--- BEGIN EXTRACTED RECORDS ---
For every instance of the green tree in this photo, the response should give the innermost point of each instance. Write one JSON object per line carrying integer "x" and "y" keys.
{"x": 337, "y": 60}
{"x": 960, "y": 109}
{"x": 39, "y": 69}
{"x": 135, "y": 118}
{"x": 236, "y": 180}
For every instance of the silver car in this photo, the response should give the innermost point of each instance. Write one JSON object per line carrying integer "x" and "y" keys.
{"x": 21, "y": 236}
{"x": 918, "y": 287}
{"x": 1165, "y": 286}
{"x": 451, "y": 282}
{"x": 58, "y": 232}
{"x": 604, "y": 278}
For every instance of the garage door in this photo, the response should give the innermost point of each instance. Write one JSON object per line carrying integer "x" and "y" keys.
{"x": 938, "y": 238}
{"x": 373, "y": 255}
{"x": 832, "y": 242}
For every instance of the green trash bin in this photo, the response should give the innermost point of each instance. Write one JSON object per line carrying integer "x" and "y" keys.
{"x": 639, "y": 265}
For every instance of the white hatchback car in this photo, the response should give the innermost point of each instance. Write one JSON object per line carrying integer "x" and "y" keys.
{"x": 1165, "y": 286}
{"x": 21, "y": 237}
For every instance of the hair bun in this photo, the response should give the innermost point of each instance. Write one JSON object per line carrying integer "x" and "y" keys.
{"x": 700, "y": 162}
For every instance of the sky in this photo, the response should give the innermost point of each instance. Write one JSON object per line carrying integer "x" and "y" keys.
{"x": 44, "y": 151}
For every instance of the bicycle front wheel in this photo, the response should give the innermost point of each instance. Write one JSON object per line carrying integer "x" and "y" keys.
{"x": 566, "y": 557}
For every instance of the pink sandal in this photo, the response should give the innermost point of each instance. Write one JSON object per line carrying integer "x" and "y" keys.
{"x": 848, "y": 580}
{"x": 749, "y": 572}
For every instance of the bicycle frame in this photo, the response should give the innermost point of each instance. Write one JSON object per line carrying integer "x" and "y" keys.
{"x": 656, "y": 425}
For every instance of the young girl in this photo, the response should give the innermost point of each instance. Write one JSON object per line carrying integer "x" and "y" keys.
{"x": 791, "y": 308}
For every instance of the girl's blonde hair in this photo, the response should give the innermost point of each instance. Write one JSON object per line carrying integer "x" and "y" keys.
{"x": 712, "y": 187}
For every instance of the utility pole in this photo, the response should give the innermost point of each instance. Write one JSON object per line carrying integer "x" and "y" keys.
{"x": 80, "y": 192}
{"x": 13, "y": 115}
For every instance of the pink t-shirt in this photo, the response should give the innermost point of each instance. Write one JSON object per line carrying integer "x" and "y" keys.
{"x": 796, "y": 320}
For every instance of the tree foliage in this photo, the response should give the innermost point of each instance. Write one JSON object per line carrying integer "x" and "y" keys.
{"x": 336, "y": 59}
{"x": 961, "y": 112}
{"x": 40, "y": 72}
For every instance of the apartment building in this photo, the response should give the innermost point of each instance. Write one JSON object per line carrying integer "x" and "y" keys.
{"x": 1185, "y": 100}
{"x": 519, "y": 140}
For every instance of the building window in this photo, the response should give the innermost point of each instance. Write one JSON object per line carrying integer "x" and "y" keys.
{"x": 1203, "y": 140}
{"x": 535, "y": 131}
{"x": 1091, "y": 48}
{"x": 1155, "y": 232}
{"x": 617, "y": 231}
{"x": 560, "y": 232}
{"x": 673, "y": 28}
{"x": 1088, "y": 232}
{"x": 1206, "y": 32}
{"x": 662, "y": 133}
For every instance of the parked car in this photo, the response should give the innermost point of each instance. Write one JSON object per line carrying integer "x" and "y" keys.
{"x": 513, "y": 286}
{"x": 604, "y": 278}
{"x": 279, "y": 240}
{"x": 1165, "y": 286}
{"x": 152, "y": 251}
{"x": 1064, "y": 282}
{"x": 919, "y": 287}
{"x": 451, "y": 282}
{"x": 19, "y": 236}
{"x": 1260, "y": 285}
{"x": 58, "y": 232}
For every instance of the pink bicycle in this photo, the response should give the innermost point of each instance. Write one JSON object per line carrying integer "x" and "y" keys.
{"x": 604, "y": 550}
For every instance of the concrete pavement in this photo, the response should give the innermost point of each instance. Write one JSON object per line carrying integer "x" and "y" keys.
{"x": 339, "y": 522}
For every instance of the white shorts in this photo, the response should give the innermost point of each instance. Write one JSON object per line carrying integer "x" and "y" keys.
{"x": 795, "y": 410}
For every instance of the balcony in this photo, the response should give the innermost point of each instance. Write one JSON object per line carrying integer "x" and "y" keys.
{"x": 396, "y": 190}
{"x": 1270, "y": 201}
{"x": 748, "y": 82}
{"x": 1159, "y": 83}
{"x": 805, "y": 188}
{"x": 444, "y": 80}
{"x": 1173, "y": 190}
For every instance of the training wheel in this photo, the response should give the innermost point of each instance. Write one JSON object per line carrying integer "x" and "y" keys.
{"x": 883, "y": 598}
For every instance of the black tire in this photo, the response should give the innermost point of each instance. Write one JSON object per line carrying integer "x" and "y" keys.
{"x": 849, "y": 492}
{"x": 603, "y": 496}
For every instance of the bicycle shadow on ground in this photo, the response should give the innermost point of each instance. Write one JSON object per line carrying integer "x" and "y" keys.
--- END EXTRACTED RECORDS ---
Rewrite the lines above with every "innermost point" changed to "center point", leaving all else as it stands.

For every instance of the green tree in this photo, the response should give the center point of each instance. Write one JSON object per line carrying integer "x" and "y" keys.
{"x": 337, "y": 60}
{"x": 960, "y": 109}
{"x": 39, "y": 69}
{"x": 135, "y": 118}
{"x": 236, "y": 180}
For every instance of the silver car in this photo, the response should give the center point of each instance. Write one JSON object per line carrying integer "x" and "y" keys.
{"x": 21, "y": 236}
{"x": 918, "y": 287}
{"x": 1165, "y": 286}
{"x": 451, "y": 282}
{"x": 58, "y": 232}
{"x": 604, "y": 278}
For every instance of the garage door in this photo, the response should give the center point of each instance. Write one JSON object per line carrying integer "x" and "y" keys.
{"x": 938, "y": 238}
{"x": 373, "y": 255}
{"x": 832, "y": 242}
For every instance of the green trash bin in this photo, the response should give the center point of each instance. Write one JSON object per line carrying integer "x" and "y" keys.
{"x": 639, "y": 265}
For every instance of the white hatchback car in this photo, the response should give the center point of each instance. Write one JSON object per line carrying integer "x" and "y" keys.
{"x": 1165, "y": 286}
{"x": 21, "y": 237}
For every instance of the hair bun in this photo, the response should give the center point of each instance. Write one JSON object per line carrying integer "x" and "y" keys.
{"x": 700, "y": 162}
For every instance of the sky in this photo, the response should give the center point of each instance. Write one JSON object per line carrying integer "x" and "y" keys.
{"x": 44, "y": 151}
For every instance of the bicycle front wheel in this photo, the response should give the center point of each instance. Write one JSON object per line carrying integer "x" and "y" keys.
{"x": 566, "y": 557}
For every instance of the pink sandal in this photo, the response should give the center point of each instance. Write one JSON object per line carrying integer "x" and "y" keys.
{"x": 848, "y": 580}
{"x": 749, "y": 572}
For every instance of the bicycle frame in this photo, the response should give the center point of each instance. Write one JSON object per line carrying integer "x" and "y" keys.
{"x": 656, "y": 425}
For every instance of the young girl in this photo, the response should give the center point of each instance. Write one JSON object per line carrying integer "x" and "y" keys.
{"x": 791, "y": 308}
For every instance of the girl's blonde hair in this photo, the response should give the center point of each instance. Write one JSON object per line carrying integer "x" and "y" keys.
{"x": 712, "y": 187}
For every instance of the utility pole in this photo, the response should give the center point of each instance. Write one JSON object per line carrying integer "x" and "y" keys.
{"x": 80, "y": 192}
{"x": 13, "y": 115}
For every instance of the pink t-shirt in this photo, the response should give the center point of each instance. Write one JSON object per line carrying integer "x" and "y" keys.
{"x": 796, "y": 320}
For every instance of the tree foliage in this photo, the response should give the center point of each instance. Write one JSON object per line carrying integer "x" and "y" keys.
{"x": 336, "y": 59}
{"x": 961, "y": 112}
{"x": 40, "y": 72}
For every instance of the apartment building in this photo, the response should give the center point of each instance. Write one JSON object per line carrying integer "x" and "y" keys.
{"x": 1185, "y": 100}
{"x": 519, "y": 140}
For every instance of the building window in this photo, the response should give the center point of each instance. Write one JSON object per line carrying integer "x" and "y" keys.
{"x": 1203, "y": 140}
{"x": 535, "y": 131}
{"x": 1091, "y": 48}
{"x": 1155, "y": 232}
{"x": 617, "y": 231}
{"x": 560, "y": 232}
{"x": 673, "y": 28}
{"x": 1088, "y": 232}
{"x": 1206, "y": 32}
{"x": 662, "y": 133}
For every instance of the parked car in this photo, the response should give the center point of each instance. Write one JSON object per line carrying integer "x" and "y" keys.
{"x": 513, "y": 286}
{"x": 604, "y": 278}
{"x": 279, "y": 240}
{"x": 1165, "y": 286}
{"x": 152, "y": 251}
{"x": 1064, "y": 282}
{"x": 919, "y": 287}
{"x": 451, "y": 282}
{"x": 19, "y": 236}
{"x": 1260, "y": 285}
{"x": 58, "y": 232}
For every instance of the pink bicycle in this photo, the response should give the center point of each instance. Write one JSON object per line carrying integer "x" and "y" keys.
{"x": 604, "y": 550}
For every instance of the concrete pavement in this photo, the response should give the center point of each instance. Write one JSON object per line carrying integer "x" and "y" keys.
{"x": 339, "y": 522}
For every instance of the white shorts in this photo, the response should give the center point of each instance. Write one JSON object per line carrying integer "x" and "y" keys.
{"x": 795, "y": 410}
For every instance of the balcony in this photo, the response should give the center point of each instance. Write one JSON object per line carrying integer "x" and "y" keys.
{"x": 396, "y": 190}
{"x": 1270, "y": 201}
{"x": 748, "y": 82}
{"x": 1159, "y": 83}
{"x": 805, "y": 188}
{"x": 444, "y": 80}
{"x": 1173, "y": 190}
For every instance of the training wheel in this photo, the response should give the center point of each instance. Write one JSON object per line carrying integer "x" and "y" keys.
{"x": 883, "y": 598}
For every instance of the black tire in this photo, the response should give the center point of each instance. Write one JSON object per line carrying integer "x" and "y" keys.
{"x": 849, "y": 492}
{"x": 603, "y": 496}
For every instance of the bicycle shadow on ground in this photo, the response should give the center point of each instance. Write one JSON object per line carrying integer "x" and "y" keys.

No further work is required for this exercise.